══ Exercise materials ══

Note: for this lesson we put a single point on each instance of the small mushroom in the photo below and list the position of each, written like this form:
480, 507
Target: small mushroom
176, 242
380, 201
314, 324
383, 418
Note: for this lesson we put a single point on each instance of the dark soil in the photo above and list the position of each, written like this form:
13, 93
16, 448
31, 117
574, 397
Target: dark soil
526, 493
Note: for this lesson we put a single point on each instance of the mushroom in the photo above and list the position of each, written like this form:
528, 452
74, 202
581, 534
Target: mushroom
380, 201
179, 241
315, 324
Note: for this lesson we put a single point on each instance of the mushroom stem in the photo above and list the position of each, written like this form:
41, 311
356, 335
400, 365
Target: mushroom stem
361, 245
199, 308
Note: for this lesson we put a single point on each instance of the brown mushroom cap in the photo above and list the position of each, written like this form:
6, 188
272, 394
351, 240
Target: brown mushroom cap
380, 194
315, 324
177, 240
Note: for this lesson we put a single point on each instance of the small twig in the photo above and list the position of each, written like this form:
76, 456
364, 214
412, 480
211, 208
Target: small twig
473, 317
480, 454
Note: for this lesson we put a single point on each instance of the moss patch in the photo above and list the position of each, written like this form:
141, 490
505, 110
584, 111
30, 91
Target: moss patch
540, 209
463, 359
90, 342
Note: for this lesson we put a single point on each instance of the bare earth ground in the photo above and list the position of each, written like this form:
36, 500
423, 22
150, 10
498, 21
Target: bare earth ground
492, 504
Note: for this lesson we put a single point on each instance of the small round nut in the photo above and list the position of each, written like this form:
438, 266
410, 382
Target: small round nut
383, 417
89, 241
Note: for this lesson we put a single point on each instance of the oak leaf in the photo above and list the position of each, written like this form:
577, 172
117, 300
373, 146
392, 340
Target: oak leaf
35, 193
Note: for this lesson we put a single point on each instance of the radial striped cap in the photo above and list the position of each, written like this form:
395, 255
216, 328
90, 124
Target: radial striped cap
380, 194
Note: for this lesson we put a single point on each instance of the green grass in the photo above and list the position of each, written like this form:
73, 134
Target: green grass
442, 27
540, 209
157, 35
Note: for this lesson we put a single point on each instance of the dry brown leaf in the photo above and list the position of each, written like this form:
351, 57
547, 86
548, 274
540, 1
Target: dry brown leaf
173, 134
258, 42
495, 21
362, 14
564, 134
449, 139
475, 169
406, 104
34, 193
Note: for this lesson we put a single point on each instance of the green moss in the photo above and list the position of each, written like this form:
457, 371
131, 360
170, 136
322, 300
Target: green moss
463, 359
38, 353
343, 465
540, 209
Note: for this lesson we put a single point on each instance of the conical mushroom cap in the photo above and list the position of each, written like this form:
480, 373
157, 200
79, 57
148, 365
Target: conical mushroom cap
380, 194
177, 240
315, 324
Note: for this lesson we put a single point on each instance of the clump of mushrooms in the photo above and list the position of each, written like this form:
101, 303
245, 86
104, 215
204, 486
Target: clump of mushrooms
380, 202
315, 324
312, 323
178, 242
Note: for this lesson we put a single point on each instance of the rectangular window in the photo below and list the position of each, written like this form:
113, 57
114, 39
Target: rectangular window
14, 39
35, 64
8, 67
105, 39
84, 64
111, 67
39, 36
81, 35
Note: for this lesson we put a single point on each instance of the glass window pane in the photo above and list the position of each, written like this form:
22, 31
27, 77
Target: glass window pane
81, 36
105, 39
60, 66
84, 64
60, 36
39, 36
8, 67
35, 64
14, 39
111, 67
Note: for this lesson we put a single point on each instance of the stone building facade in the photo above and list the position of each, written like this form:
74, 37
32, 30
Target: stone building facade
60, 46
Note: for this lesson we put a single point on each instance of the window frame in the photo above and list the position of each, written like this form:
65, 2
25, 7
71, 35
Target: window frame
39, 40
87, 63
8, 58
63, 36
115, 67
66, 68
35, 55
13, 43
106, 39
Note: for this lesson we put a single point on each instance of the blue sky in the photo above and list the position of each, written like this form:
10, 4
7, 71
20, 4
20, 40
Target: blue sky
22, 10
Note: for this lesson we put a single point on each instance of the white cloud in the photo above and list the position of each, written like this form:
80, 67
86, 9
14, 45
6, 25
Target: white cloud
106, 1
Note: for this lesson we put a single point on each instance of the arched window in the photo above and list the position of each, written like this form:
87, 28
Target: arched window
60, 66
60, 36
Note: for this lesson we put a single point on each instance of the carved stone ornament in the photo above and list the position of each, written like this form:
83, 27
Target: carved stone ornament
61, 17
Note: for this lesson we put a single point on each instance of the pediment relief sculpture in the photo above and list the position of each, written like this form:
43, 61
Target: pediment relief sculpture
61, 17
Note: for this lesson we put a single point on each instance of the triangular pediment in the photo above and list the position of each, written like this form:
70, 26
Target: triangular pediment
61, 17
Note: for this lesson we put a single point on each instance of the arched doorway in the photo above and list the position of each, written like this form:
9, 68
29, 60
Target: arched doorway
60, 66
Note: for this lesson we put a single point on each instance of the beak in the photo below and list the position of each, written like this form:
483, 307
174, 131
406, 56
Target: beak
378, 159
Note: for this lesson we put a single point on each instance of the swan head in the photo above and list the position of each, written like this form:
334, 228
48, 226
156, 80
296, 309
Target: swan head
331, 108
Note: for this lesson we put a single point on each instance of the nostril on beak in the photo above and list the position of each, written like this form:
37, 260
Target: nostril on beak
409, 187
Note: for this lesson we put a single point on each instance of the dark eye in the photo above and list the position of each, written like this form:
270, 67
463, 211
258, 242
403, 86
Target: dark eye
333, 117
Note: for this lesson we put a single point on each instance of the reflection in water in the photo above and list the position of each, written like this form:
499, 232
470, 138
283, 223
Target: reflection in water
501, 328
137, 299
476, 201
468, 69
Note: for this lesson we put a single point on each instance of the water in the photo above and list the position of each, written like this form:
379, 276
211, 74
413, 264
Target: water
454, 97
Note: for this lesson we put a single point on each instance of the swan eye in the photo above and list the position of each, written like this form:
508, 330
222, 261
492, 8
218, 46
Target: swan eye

═══

Work instructions: Write down all the entries again without a single difference.

Solution:
Note: for this lesson we put a single point on each instance of the small mushroom in the photo below and list the position of each, written like this form:
480, 507
Target: small mushroom
176, 242
380, 201
314, 324
383, 418
Note: for this lesson we put a single point on each instance of the dark soil in the photo above and list the position of each, written like this form:
13, 93
16, 448
31, 117
574, 397
Target: dark soil
526, 493
Note: for this lesson we put a single point on each instance of the mushroom in the photo above and list the position of each, written like this form:
528, 452
74, 202
581, 534
Target: mushroom
380, 201
179, 241
315, 324
Note: for this lesson we put a single point on each instance of the mushroom stem in the photo above and list the position of each, written like this form:
41, 311
356, 335
400, 365
Target: mushroom stem
361, 245
199, 308
Note: for this lesson we put a single point on each instance of the brown mushroom cap in the photo above and list the position of each, written like this form:
6, 188
272, 394
351, 240
Target: brown mushroom cap
380, 194
315, 324
177, 240
Note: for this lesson we put a single point on each instance of the small twig in the photo above and list the position of each, written like this form:
76, 456
364, 214
412, 480
211, 208
Target: small twig
473, 317
480, 454
Note: for this lesson we put a single point on each instance of the moss patch in the photo above and list the position of each, written like this form:
141, 490
505, 110
584, 111
30, 91
Target: moss patch
540, 209
463, 359
90, 342
Note: for this lesson we put a single point on each instance of the bare earth ground in the photo above and list the position of each, written like this form:
36, 500
423, 22
150, 10
498, 21
Target: bare earth ground
492, 504
Note: for this lesson we put a single point on each instance of the small round nut in the photo above and list the position of each, written like this form:
438, 266
410, 382
Target: small round nut
383, 417
89, 241
Note: for this lesson we put a single point on each instance of the oak leaf in the photo above and list the position of each, written like this form:
577, 172
117, 300
373, 146
392, 340
Target: oak leaf
35, 193
Note: for this lesson we put a single point on each instance of the radial striped cap in the photo above and list the position of each, written like this form:
395, 255
216, 328
90, 124
Target: radial striped cap
380, 194
Note: for this lesson we put a single point on each instance of the green grass in the photo above and list the position of each, written like this form:
73, 134
Target: green grass
442, 27
540, 209
157, 35
Note: for this lesson we put a single point on each instance of the dry brown leaf in the photo above and list the position of each, written like this form:
351, 57
547, 86
548, 274
540, 1
Target: dry brown leaf
173, 134
258, 42
495, 21
362, 14
564, 134
449, 139
475, 169
406, 104
34, 193
Note: for this lesson we put a single point on each instance of the green moss in the photo above and list the position of each, written like this form:
457, 371
131, 360
170, 136
322, 300
Target: green moss
463, 359
38, 353
343, 465
540, 209
Note: for this lesson we put a single point on each instance of the conical mushroom cap in the photo above and list the position of each, written like this form:
480, 373
157, 200
79, 57
148, 365
Target: conical mushroom cap
380, 194
177, 240
315, 324
Note: for this lesson we put a single point on each instance of the clump of mushrooms in the photo above and list the position of each, written like this form:
101, 303
245, 86
104, 215
204, 486
Target: clump of mushrooms
380, 202
315, 324
312, 323
178, 242
Note: for this lesson we put a single point on each instance of the rectangular window in the photo below and list the position of each, written like this form:
113, 57
114, 39
Target: rectangular window
14, 39
35, 64
8, 67
105, 39
84, 64
111, 67
39, 36
81, 35
Note: for this lesson we put a single point on each instance of the glass window pane in the photo above and list the position of each, written like this form:
22, 31
27, 77
Target: glass window pane
81, 36
105, 39
60, 66
84, 64
60, 36
39, 36
8, 67
35, 64
14, 39
111, 67
Note: for this lesson we put a single point on each instance of the stone building facade in the photo above and list the position of each, written like this form:
74, 37
32, 30
Target: stone building facade
60, 46
Note: for this lesson we put a single point on each instance of the window frame in the photo above and list the position of each, written like this form:
65, 2
25, 7
71, 35
Target: window frame
39, 40
87, 63
8, 58
63, 36
115, 67
66, 68
35, 55
13, 43
106, 39
Note: for this lesson we put a single point on each instance of the blue sky in the photo above and list the position of each, written like this form:
10, 4
7, 71
20, 4
20, 40
Target: blue sky
22, 10
Note: for this lesson we put a single point on each instance of the white cloud in the photo above and list the position of each, written like this form:
80, 67
86, 9
14, 45
6, 25
Target: white cloud
106, 1
Note: for this lesson we put a single point on each instance of the arched window in the photo above and list the position of each, written like this form:
87, 28
Target: arched window
60, 66
60, 36
Note: for this lesson we put a single point on each instance of the carved stone ornament in the photo above and list the position of each, written like this form:
83, 27
Target: carved stone ornament
61, 17
Note: for this lesson we put a single point on each instance of the pediment relief sculpture in the photo above and list the position of each, written like this form:
43, 61
Target: pediment relief sculpture
61, 17
Note: for this lesson we put a single point on each instance of the triangular pediment in the photo above and list the position of each, written like this form:
70, 26
Target: triangular pediment
61, 17
Note: for this lesson we put a single point on each instance of the arched doorway in the photo above and list the position of each, written like this form:
9, 68
29, 60
Target: arched doorway
60, 66
Note: for this lesson we put a single point on each instance of the beak in the photo below and list the position of each, written like this form:
483, 307
174, 131
406, 56
Target: beak
378, 159
Note: for this lesson we put a single point on each instance of the swan head in the photo above and list the position of each, written like this form:
334, 228
48, 226
156, 80
296, 309
Target: swan head
331, 108
Note: for this lesson we put a single point on each instance of the nostril on beak in the photo above and list the position of each, written like this form:
37, 260
Target: nostril on beak
409, 187
Note: for this lesson we put a single point on each instance of the dark eye in the photo above and list the position of each, written like this form:
270, 67
463, 211
258, 242
403, 86
Target: dark eye
333, 117
Note: for this lesson we put a single point on each instance of the reflection in water in the photo above and list the position of each, written like this form:
499, 232
470, 138
283, 223
Target: reflection in water
501, 328
137, 299
476, 201
468, 69
Note: for this lesson we put a single point on each instance of the water in the photo above and list the position of each, written like this form:
379, 276
211, 74
413, 264
Target: water
454, 97
Note: for this lesson we put a single point on each instance of the swan eye in the photo above and list the position of each, written like this form:
508, 330
222, 261
492, 8
218, 46
Target: swan eye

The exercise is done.